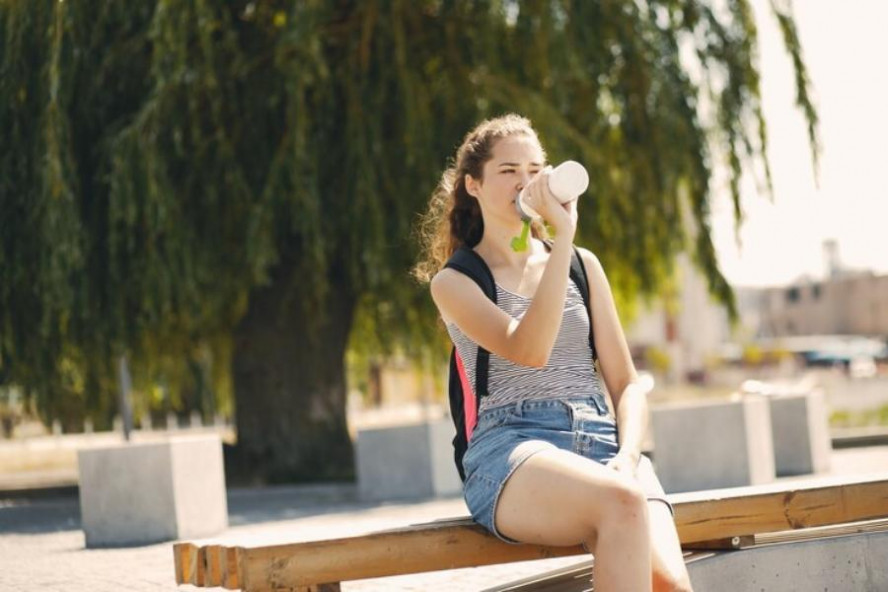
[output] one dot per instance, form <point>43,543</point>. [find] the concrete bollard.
<point>408,461</point>
<point>143,493</point>
<point>712,445</point>
<point>800,427</point>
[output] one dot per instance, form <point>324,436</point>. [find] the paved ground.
<point>42,546</point>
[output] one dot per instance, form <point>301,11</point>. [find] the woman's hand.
<point>625,462</point>
<point>562,217</point>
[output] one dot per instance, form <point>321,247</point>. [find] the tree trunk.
<point>290,389</point>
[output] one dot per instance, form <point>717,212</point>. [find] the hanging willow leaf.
<point>246,177</point>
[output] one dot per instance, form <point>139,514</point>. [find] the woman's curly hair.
<point>453,218</point>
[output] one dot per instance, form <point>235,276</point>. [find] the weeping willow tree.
<point>242,178</point>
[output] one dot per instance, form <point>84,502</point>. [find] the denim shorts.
<point>507,435</point>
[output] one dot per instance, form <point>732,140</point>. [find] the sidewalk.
<point>42,545</point>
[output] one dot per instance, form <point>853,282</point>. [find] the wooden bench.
<point>718,519</point>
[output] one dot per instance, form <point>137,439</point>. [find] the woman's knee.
<point>624,500</point>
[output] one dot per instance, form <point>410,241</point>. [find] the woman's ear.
<point>471,185</point>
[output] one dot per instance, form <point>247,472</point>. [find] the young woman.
<point>547,463</point>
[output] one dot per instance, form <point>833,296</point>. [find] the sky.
<point>846,50</point>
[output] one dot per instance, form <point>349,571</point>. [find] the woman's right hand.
<point>562,217</point>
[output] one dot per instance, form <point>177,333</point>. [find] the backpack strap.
<point>470,263</point>
<point>579,277</point>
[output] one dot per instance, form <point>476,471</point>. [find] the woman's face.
<point>514,162</point>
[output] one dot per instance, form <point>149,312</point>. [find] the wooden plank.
<point>402,551</point>
<point>746,511</point>
<point>185,559</point>
<point>455,543</point>
<point>231,572</point>
<point>725,544</point>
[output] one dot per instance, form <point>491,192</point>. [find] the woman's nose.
<point>524,178</point>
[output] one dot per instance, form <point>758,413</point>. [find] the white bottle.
<point>567,181</point>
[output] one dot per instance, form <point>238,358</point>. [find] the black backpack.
<point>465,399</point>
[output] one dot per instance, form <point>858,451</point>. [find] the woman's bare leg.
<point>560,498</point>
<point>669,570</point>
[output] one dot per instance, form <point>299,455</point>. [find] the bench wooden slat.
<point>455,543</point>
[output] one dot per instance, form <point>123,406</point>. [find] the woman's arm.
<point>528,341</point>
<point>617,368</point>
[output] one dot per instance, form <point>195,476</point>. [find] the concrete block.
<point>712,445</point>
<point>407,461</point>
<point>800,427</point>
<point>142,493</point>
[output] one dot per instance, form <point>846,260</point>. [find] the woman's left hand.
<point>624,462</point>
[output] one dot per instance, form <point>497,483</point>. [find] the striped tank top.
<point>569,373</point>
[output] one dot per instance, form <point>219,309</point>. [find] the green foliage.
<point>163,160</point>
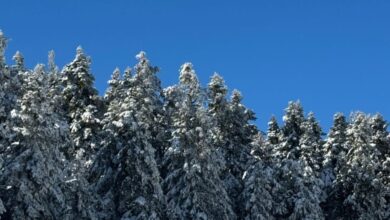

^^^^

▸ Directive
Render every one of these lines as a Markdown table with the columns No. and Line, giving each row a number in the first column and its line in the second. Skip blank lines and leave the pictures out.

▸ Written answer
| No. | Line |
|---|---|
| 1 | [output] one dot per instance, form <point>43,543</point>. [find] the concrete bollard. |
| 2 | <point>408,461</point> |
| 3 | <point>143,493</point> |
| 4 | <point>712,445</point> |
| 5 | <point>800,427</point> |
| 6 | [output] one dot per instance, form <point>324,436</point>. [find] the paved ground. |
| 7 | <point>42,546</point> |
| 8 | [output] one dot per instance, form <point>301,11</point>. [find] the woman's hand. |
| 9 | <point>625,462</point> |
| 10 | <point>562,217</point> |
| 11 | [output] one dot per instance, form <point>321,247</point>. [find] the tree trunk. |
| 12 | <point>290,389</point> |
| 13 | [output] one dot per instance, form <point>717,212</point>. [find] the hanging willow leaf. |
| 14 | <point>246,177</point> |
| 15 | [output] one dot per instance, form <point>139,514</point>. [find] the woman's curly hair. |
| 16 | <point>453,218</point> |
| 17 | [output] one dot per instance, form <point>235,276</point>. [find] the weeping willow tree. |
| 18 | <point>242,178</point> |
| 19 | [output] one dot per instance, form <point>84,502</point>. [find] the denim shorts. |
| 20 | <point>507,435</point> |
| 21 | [output] one dot per instance, form <point>732,140</point>. [find] the sidewalk. |
| 22 | <point>42,545</point> |
| 23 | [output] one dot per instance, form <point>853,282</point>. [find] the wooden bench. |
| 24 | <point>718,519</point> |
| 25 | [output] one dot per instance, form <point>137,439</point>. [find] the woman's knee. |
| 26 | <point>624,500</point> |
| 27 | [output] one dot per instance, form <point>410,241</point>. [find] the woman's ear. |
| 28 | <point>471,185</point> |
| 29 | [output] one dot per instance, form <point>247,472</point>. [find] the young woman. |
| 30 | <point>547,463</point> |
| 31 | [output] one dot per instance, form <point>833,296</point>. [find] the sky. |
| 32 | <point>846,50</point> |
| 33 | [output] one dot per instance, form <point>349,571</point>. [find] the woman's right hand. |
| 34 | <point>562,217</point> |
| 35 | [output] one dot per instance, form <point>177,333</point>. [find] the backpack strap. |
| 36 | <point>470,263</point> |
| 37 | <point>579,277</point> |
| 38 | [output] one dot per instance, form <point>476,471</point>. [find] the woman's face. |
| 39 | <point>514,162</point> |
| 40 | [output] one dot per instance, form <point>149,312</point>. [find] the wooden plank. |
| 41 | <point>402,551</point> |
| 42 | <point>746,511</point> |
| 43 | <point>185,559</point> |
| 44 | <point>455,543</point> |
| 45 | <point>231,572</point> |
| 46 | <point>725,544</point> |
| 47 | [output] one dot per instance, form <point>491,192</point>. [find] the woman's nose. |
| 48 | <point>524,178</point> |
| 49 | [output] one dot per instance, form <point>758,413</point>. [find] the white bottle. |
| 50 | <point>567,181</point> |
| 51 | [output] one dot per instance, form <point>238,358</point>. [find] the black backpack. |
| 52 | <point>465,399</point> |
| 53 | [output] one dot per instance, form <point>858,451</point>. [find] the woman's bare leg. |
| 54 | <point>560,498</point> |
| 55 | <point>669,570</point> |
| 56 | [output] one dot per instance, form <point>299,455</point>. [find] the bench wooden slat. |
| 57 | <point>455,543</point> |
| 58 | [output] one dot per instance, form <point>123,406</point>. [find] the woman's arm. |
| 59 | <point>528,341</point> |
| 60 | <point>617,368</point> |
| 61 | [output] one dot per instance, form <point>195,476</point>. [find] the concrete block. |
| 62 | <point>712,445</point> |
| 63 | <point>407,461</point> |
| 64 | <point>800,427</point> |
| 65 | <point>142,493</point> |
| 66 | [output] one dot per instance, form <point>846,260</point>. [find] the woman's left hand. |
| 67 | <point>624,462</point> |
| 68 | [output] one dot per instance, form <point>497,483</point>. [find] the striped tank top. |
| 69 | <point>569,373</point> |
| 70 | [output] one dot per instance, form <point>219,309</point>. [find] the green foliage. |
| 71 | <point>163,160</point> |